▸ THE PROBLEM:
In the passage on crimp dies, what does a thinner plow width create between the inside diameter of the connector and the outside strands of the installed conductor?

▸ QUOTED PASSAGE:
========

For the splice electrical connector 28 shown in FIG. 3, two

crimp areas

60 and 62 are included; one area for each of the electrical conductors being spliced. FIG. 3 shows the splice connector 28 with indicia provided by the manufacturer of where to start 64 and where to end 66 the series of crimps at each

area

60, 62. FIG. 3 also shows other indicia including an “overlap crimps” indication 68 for the user, a die type indication 70 to indicate what type of crimp die should be used to crimp the connector 28, a model number 72, and a conductor size indication 74. This are only some examples and should not be considered as limiting. FIG. 10 shows a graph of strain along the length of the connector 28 from compression using the die set of the invention. Providing the

indicia

56, 58 does not significantly increase or decrease the strain.

Testing has indicated that in some cases, crimp dies with thinner crimping profiles or “plow-widths” have performed to higher values of pullout than their wider die counterparts. The reasoning appears to be that the thinner die profiles do a better job of creating an even stress distribution across the tapered portion of the connector, because the thinner plow width allows for more even compression of the tapered zone of the connector. Further, the thinner plow width creates more contact points between the inside diameter of the connector and the outside strands of the installed conductor. Thus, using multiple smaller width, overlapping crimps may produce better overall connection than using a wider width crimp.

The invention provides a means for the installer of crimped connections to create very consistent overlapped crimps by using crimp dies which, in the preferred embodiment, have indicia on their surface that presses a witness line on the crimped connector; resulting in a very clear means of accurately locating the connector for the subsequent crimp. This ‘line’ pressed into the connector would then be aligned with the edge of the crimp die, accurately and consistently locating the crimp die relative to the connector for subsequent crimps. The number of crimps that are placed on the connector in this ‘marked overlap’ scenario is dependent on the length of the connector, the width of the die, the location of the indicia on the die set, and the extrusion characteristics of the electrical connector and the conductor that are being installed. The benefit of this invention is that, with appropriately located indicia on die sets, an optimum overlapping crimp process can be developed for electrical connections that does not currently exist.

========

▸ DATA PROVIDED:
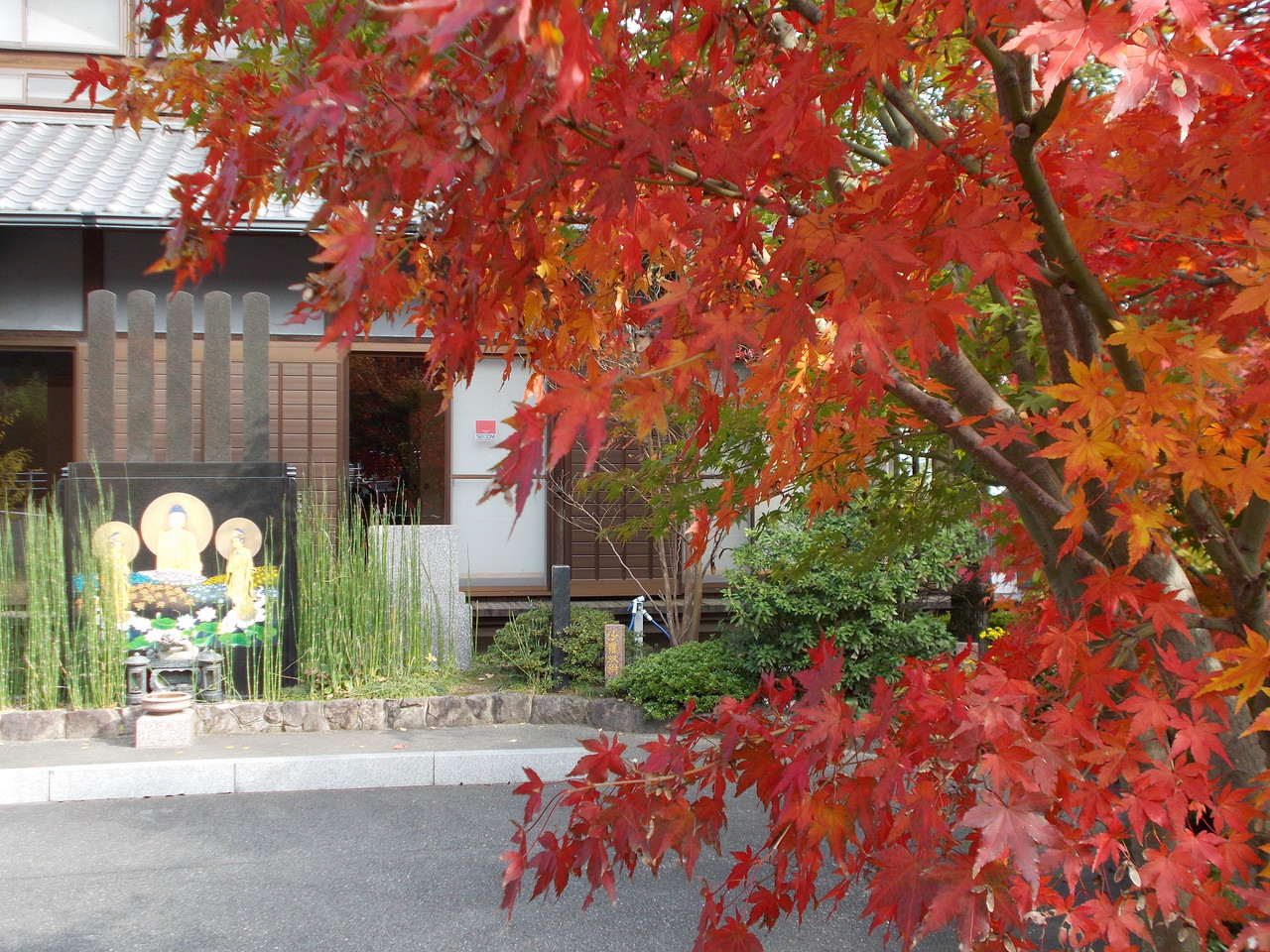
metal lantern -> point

========

▸ OUTPUT:
More contact points.